_Texte fourni_:

□ □ □ □

À l’occasion du Sommet virtuel de la Fédération mondiale de l’hémophilie, plusieurs conférenciers de renom ont jugé bon de redéfinir la prophylaxie en cette période d’innovations thérapeutiques, y compris sans concentrés de facteur.
Le Dr Victor Blanchette, principal chercheur associé du programme Child Health Evaluative Sciences, à l’Hôpital pour enfants malades de Toronto, a amorcé la séance avec des définitions.
Il a cité des recherches (Collins, JTH, 2009, 2010) selon lesquelles l’observance thérapeutique à l’endroit de la prophylaxie, ou le défaut d’y adhérer adéquatement, était le principal facteur du maintien, ou non, de la santé articulaire. D’autres travaux (Oldenbourg, Blood, 2015) ont fait état d’arthropathies progressant sur une période de 30 ans malgré une prophylaxie par concentrés de facteur, sans même que des saignements cliniques soient signalés.
Le second conférencier, le Dr Robert Klamroth, directeur du centre de traitement de l’hémophilie de l’hôpital Vivantes, à Friedrichshain, en Allemagne, a pour sa part cité l’étude déterminante de Den Uijl (Haemophilia, 2011) selon laquelle on observait très peu d’atteintes articulaires chez les personnes ayant maintenu un taux de FVIII de 11 % ou plus, ce qui est clairement irréalisable avec les concentrés de FVIII actuellement utilisés pour traiter l’hémophilie A grave. Sa propre recherche (ISTH, 2019) comparait deux cohortes, une présentant un taux minimal (creux plasmatique) de 1 % à 3 % et l’autre de 8 % à 12 %. Sans surprise, le taux annuel de saignements était moindre et la proportion de patients n’ayant présenté aucun saignement était plus grande dans le second groupe, qui a par ailleurs reçu plus de perfusions et une quantité deux fois plus élevée d’unités de FVIII.
Le troisième conférencier, le Dr Johnny Mahlangu, professeur d’hématologie à l’Université de Witwatersrand, à Johannesburg, en Afrique du Sud, a conclu que l’objectif du traitement optimal de l’hémophilie devrait être une prophylaxie à l’état d’équilibre – c.-à-d., une absence des pics et de creux plasmatiques marqués qu’il est possible d’obtenir avec des produits substitutifs approuvés, tels que l’émicizumab qui imite le facteur VIII, et avec des produits expérimentaux visant à rééquilibrer l’hémostase et la thrombose, comme l’ARN interférent (p. ex., fitusiran), les inhibiteurs de la voie du facteur tissulaire et les anti-protéine C.

□ □ □ □

_Liste extraite_:
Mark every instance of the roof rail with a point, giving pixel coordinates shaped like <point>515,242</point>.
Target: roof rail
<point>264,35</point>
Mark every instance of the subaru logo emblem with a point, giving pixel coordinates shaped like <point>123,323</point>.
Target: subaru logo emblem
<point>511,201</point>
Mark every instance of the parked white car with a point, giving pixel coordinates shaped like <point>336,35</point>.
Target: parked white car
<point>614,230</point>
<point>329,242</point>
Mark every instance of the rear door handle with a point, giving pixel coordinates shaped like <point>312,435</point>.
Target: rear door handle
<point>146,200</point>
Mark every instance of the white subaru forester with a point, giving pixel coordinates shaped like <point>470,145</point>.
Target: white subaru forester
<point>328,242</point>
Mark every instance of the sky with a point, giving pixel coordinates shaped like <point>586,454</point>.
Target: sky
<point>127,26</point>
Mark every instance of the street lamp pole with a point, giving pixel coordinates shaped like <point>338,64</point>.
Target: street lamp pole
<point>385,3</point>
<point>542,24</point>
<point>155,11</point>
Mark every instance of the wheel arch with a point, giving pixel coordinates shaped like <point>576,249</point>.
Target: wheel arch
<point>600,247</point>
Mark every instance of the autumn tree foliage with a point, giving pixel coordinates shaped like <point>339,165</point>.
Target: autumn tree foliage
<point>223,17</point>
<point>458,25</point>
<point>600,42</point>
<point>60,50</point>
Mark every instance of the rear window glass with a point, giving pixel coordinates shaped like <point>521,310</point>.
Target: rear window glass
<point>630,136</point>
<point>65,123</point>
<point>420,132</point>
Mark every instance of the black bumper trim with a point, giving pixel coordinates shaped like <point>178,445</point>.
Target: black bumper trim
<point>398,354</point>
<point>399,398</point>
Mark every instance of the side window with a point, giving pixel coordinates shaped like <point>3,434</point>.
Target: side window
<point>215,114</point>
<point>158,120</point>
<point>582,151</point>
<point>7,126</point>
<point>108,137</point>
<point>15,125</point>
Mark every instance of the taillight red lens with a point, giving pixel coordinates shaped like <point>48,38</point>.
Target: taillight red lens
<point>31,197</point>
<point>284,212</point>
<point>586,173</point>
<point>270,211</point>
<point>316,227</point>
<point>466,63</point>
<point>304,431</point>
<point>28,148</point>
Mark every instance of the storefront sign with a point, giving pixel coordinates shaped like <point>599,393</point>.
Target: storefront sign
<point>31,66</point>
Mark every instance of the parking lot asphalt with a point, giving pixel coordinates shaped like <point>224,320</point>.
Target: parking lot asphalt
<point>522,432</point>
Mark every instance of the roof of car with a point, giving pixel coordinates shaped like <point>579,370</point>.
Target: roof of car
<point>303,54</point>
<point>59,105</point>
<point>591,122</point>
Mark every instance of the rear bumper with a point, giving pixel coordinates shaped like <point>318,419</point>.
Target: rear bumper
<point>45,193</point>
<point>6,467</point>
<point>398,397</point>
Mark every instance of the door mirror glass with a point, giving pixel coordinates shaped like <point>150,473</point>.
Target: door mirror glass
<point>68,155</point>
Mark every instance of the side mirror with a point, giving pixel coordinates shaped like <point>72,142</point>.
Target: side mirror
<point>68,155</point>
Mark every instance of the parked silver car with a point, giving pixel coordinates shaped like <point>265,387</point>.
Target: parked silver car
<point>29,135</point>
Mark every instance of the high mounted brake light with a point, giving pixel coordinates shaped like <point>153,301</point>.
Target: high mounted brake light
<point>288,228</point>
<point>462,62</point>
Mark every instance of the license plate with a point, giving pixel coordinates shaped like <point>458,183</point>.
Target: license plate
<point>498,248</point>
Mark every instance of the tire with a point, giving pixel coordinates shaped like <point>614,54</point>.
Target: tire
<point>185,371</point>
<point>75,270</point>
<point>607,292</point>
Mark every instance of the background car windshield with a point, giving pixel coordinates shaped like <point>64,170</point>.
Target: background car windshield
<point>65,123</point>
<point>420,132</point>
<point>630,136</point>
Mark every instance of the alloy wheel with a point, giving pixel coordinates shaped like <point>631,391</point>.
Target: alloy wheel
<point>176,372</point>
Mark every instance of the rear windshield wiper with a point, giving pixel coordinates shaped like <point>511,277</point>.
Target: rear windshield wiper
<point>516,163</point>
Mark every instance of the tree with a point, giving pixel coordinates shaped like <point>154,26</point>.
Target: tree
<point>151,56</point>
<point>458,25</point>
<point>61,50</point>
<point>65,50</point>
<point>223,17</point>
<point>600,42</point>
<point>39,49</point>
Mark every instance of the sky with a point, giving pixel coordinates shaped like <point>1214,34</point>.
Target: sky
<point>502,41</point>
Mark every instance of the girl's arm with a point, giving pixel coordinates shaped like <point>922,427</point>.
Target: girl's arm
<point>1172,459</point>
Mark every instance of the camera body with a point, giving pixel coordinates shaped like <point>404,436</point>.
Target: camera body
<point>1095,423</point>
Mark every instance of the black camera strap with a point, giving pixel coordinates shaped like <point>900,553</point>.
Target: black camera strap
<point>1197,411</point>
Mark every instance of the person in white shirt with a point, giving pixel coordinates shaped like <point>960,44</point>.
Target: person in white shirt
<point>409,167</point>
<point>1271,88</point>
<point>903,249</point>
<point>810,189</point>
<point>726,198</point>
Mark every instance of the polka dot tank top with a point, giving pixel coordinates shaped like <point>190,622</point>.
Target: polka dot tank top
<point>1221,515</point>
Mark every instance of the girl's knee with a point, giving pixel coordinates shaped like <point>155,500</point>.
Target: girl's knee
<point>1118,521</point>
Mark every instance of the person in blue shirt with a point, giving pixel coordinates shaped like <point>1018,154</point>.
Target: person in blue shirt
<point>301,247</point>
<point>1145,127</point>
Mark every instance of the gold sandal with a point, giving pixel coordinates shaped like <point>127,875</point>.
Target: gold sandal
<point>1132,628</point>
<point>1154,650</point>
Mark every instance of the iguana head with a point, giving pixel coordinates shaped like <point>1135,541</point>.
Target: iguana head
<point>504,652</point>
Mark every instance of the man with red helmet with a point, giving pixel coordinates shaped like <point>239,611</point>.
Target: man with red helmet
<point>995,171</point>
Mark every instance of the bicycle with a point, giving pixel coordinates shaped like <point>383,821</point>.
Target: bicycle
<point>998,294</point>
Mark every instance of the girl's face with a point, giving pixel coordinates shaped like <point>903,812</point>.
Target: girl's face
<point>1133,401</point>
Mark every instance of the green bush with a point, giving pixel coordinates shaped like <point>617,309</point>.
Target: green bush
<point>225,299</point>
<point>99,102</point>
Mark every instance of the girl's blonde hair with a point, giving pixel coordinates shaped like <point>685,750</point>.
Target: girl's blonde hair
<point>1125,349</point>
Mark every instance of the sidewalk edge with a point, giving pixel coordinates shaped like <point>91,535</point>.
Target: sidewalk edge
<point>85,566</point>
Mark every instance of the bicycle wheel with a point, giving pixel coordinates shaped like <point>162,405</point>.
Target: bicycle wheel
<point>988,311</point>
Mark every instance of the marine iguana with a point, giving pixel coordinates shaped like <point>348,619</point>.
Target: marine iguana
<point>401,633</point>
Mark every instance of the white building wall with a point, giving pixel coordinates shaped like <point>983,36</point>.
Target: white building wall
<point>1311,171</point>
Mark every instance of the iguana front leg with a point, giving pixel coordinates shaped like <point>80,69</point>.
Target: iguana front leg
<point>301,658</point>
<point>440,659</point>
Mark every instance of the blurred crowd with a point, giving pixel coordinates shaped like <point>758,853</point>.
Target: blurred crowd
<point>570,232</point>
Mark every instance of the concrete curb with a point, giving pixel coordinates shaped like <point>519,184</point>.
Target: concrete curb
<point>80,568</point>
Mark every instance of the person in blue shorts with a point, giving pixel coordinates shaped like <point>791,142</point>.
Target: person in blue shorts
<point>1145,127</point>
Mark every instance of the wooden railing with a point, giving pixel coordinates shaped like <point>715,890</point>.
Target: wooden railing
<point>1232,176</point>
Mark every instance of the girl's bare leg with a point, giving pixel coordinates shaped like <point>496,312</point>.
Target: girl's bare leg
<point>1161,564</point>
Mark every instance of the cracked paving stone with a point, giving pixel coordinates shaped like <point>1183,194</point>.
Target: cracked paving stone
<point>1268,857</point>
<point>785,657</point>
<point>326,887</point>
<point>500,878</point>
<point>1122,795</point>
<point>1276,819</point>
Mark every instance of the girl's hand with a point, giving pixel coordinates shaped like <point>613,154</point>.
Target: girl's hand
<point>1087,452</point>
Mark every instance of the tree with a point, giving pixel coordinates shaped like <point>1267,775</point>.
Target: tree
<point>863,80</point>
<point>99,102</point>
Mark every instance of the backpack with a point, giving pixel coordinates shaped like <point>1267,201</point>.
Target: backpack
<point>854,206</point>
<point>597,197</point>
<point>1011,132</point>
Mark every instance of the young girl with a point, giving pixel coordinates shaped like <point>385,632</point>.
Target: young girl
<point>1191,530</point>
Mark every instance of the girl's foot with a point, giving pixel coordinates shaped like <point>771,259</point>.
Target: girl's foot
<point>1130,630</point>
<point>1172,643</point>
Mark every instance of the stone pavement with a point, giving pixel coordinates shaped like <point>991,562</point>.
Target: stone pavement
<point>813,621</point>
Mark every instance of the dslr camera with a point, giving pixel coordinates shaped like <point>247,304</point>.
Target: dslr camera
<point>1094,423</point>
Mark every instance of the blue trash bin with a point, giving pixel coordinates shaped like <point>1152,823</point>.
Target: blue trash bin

□ □ □ □

_À produire_: Mettez à jour le texte fourni : recopiez le passage compris entre « Le Dr Victor » et « cliniques soient signalés. », bornes incluses, en remplaçant « séance » par « session ».

_Votre réponse_:
Le Dr Victor Blanchette, principal chercheur associé du programme Child Health Evaluative Sciences, à l’Hôpital pour enfants malades de Toronto, a amorcé la session avec des définitions.
Il a cité des recherches (Collins, JTH, 2009, 2010) selon lesquelles l’observance thérapeutique à l’endroit de la prophylaxie, ou le défaut d’y adhérer adéquatement, était le principal facteur du maintien, ou non, de la santé articulaire. D’autres travaux (Oldenbourg, Blood, 2015) ont fait état d’arthropathies progressant sur une période de 30 ans malgré une prophylaxie par concentrés de facteur, sans même que des saignements cliniques soient signalés.